**Stated problem**
Count the lines below that contain the string "hoof". State only the resulting number.

**Data excerpts**
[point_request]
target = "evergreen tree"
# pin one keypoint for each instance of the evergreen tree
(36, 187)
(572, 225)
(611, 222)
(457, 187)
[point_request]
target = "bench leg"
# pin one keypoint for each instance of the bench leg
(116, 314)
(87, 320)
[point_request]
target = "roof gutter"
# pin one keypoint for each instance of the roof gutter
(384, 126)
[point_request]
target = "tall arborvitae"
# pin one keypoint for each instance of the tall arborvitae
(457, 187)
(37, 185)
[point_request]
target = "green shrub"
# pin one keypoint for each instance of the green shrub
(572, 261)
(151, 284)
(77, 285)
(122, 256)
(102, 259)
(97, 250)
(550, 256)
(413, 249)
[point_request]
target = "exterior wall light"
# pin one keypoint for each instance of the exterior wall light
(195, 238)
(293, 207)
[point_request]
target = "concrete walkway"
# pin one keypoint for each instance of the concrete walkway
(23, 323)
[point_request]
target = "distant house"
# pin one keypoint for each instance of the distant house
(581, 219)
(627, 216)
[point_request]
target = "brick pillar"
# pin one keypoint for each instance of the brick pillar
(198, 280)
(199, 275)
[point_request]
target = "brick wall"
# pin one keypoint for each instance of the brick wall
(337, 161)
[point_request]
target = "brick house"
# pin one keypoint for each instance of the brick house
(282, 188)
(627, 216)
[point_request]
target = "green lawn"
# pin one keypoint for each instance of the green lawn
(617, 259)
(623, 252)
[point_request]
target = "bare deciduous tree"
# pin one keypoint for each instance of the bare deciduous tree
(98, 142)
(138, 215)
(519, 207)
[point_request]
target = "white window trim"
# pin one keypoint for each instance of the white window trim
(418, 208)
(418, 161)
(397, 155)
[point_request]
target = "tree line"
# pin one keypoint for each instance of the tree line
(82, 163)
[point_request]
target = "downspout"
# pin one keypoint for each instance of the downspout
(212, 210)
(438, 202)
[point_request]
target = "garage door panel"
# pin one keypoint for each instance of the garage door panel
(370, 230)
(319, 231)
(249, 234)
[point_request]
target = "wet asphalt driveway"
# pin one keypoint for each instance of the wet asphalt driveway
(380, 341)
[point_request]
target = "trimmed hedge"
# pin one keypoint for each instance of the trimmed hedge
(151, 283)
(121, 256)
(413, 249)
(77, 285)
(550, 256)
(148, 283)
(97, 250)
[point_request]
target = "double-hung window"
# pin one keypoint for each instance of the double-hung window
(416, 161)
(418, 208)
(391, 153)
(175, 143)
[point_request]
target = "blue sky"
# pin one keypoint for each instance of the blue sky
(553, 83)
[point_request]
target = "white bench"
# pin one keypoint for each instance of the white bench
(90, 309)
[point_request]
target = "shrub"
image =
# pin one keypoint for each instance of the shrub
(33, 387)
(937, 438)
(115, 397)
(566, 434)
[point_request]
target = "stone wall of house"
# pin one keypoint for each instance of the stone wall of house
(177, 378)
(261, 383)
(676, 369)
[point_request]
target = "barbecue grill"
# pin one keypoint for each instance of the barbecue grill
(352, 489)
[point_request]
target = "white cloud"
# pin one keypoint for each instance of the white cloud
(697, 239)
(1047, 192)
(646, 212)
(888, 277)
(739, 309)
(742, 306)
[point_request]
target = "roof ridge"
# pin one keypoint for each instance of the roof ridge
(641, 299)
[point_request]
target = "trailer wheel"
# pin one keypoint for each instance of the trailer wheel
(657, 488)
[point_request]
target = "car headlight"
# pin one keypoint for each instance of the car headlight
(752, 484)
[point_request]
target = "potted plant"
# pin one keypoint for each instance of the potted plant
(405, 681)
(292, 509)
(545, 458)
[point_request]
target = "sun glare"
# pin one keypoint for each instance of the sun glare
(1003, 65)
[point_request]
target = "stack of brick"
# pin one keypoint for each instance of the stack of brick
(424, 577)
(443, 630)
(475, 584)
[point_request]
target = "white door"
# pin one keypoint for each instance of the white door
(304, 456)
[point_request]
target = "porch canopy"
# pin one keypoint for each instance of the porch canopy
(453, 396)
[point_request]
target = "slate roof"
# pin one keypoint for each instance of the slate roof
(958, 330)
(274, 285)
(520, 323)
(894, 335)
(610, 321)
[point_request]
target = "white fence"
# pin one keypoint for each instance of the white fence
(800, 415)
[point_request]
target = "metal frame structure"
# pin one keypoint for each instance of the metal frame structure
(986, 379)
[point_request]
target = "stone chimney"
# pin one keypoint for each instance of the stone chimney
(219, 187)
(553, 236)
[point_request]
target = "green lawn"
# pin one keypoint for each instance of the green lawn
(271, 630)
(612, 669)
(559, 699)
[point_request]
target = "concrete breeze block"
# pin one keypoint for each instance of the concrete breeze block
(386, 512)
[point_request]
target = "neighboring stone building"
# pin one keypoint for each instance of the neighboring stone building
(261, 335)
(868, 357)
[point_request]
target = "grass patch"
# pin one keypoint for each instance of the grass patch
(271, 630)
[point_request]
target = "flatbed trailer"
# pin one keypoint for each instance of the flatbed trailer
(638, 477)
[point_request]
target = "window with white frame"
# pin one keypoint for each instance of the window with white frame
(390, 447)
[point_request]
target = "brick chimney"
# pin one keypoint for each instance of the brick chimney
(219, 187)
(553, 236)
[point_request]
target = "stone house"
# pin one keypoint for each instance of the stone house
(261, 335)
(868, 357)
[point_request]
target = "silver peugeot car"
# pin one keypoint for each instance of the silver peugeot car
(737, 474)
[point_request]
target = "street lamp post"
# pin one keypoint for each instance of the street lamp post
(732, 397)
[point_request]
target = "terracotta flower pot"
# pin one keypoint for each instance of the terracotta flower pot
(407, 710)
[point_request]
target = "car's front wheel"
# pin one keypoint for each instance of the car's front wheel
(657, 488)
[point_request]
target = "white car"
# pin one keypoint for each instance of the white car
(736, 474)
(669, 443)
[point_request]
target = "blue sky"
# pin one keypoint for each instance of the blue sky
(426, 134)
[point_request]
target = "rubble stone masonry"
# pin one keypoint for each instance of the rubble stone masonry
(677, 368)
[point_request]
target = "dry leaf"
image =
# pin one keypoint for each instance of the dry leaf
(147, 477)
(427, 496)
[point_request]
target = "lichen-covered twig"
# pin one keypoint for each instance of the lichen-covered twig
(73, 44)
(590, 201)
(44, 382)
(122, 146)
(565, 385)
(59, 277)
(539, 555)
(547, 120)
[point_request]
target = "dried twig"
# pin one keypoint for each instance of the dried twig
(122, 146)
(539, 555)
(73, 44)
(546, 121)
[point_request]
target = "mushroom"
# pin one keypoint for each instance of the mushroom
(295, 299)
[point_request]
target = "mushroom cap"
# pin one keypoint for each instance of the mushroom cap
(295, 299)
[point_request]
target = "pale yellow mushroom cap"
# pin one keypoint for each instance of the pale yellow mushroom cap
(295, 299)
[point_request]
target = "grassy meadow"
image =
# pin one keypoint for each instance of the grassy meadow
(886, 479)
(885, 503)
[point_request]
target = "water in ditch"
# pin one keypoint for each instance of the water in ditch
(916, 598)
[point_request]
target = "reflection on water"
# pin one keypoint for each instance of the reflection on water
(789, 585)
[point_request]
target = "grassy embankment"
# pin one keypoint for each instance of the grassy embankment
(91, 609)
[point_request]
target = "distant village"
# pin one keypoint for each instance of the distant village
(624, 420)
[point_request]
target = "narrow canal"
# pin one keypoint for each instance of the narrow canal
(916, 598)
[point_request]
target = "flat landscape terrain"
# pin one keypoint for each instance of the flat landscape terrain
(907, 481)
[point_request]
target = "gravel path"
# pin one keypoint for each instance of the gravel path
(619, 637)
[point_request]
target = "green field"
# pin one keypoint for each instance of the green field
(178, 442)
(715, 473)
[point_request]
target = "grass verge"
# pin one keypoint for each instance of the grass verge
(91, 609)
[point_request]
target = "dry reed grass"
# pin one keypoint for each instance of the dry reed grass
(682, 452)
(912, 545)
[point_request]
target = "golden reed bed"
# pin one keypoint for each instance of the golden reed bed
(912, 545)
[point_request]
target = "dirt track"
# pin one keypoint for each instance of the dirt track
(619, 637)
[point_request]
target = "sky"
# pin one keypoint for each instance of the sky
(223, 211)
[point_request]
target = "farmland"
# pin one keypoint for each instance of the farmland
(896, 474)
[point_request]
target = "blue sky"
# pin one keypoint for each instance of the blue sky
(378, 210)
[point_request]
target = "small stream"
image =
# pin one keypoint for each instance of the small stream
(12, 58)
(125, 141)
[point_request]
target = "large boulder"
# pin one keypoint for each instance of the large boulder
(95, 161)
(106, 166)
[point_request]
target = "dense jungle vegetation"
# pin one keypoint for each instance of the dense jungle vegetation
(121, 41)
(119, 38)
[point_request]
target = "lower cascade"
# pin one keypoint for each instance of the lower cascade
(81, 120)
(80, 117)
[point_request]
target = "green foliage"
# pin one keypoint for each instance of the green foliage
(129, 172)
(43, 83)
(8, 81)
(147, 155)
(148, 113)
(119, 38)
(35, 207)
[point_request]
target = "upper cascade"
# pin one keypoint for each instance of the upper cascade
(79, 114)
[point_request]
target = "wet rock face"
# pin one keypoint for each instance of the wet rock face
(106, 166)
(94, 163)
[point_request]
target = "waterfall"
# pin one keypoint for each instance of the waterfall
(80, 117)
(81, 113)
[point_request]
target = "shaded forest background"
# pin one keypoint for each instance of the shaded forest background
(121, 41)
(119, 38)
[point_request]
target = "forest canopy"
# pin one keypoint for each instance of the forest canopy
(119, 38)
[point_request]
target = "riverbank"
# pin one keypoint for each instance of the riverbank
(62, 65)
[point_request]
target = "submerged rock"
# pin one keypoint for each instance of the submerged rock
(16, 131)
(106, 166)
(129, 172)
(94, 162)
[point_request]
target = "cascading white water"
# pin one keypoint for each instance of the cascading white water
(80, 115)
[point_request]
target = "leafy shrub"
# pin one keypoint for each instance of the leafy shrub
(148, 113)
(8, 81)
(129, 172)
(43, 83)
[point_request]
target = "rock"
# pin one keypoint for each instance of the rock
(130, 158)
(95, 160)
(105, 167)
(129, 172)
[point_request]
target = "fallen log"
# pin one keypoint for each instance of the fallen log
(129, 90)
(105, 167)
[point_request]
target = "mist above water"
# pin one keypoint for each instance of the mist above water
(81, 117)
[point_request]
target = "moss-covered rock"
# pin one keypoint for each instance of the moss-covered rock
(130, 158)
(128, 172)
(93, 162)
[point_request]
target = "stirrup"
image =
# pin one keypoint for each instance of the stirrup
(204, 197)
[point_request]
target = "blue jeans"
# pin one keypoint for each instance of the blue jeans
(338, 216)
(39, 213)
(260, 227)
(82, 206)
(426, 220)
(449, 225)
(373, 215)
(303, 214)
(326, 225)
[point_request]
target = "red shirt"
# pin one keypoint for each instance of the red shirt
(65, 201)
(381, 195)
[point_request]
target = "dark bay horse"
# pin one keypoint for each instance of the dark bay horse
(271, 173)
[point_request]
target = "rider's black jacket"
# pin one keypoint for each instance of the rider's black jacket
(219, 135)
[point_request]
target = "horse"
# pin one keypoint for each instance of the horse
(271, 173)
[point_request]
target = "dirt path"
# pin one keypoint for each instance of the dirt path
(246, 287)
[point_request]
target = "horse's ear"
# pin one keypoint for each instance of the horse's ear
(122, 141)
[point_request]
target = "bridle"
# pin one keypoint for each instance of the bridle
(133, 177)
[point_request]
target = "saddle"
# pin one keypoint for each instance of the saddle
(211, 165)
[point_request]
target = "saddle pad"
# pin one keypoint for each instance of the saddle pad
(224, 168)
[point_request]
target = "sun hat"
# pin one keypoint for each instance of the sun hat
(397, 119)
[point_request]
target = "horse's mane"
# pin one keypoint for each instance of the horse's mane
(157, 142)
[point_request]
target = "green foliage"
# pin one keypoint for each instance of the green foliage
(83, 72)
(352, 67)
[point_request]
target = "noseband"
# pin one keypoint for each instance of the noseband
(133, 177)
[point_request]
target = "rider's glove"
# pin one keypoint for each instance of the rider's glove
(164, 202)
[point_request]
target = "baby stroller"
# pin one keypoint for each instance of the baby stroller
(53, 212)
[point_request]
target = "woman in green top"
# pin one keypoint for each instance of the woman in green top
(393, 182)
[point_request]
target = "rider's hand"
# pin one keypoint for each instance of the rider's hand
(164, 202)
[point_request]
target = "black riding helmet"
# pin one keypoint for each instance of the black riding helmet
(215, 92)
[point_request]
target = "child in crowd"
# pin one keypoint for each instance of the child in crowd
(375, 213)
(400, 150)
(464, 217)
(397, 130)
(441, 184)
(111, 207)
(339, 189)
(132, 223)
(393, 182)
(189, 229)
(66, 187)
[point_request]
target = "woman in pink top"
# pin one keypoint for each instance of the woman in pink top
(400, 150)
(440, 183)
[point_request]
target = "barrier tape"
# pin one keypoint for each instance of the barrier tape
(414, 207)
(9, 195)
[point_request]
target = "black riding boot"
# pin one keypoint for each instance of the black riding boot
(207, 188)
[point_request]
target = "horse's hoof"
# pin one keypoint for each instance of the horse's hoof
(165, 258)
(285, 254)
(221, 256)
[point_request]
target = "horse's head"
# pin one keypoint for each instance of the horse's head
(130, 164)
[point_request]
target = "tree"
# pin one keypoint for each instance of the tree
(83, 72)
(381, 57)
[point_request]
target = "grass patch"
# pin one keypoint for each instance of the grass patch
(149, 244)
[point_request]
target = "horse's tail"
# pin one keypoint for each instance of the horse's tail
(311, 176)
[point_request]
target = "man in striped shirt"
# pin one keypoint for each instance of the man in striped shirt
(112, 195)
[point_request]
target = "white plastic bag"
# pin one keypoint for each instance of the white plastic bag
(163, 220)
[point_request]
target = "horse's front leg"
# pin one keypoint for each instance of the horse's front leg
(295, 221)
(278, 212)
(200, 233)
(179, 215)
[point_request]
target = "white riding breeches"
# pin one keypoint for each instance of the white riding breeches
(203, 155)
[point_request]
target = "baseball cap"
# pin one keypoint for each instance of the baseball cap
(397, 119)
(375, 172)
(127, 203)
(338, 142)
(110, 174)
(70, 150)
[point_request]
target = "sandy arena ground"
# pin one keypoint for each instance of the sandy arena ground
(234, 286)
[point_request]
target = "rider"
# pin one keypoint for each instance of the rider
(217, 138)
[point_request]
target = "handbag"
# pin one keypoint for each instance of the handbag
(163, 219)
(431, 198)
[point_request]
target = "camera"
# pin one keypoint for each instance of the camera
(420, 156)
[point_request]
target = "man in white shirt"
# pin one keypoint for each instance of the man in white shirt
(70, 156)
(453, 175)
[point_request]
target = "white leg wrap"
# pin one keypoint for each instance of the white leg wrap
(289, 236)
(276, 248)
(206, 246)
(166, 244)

**Solution for this task**
2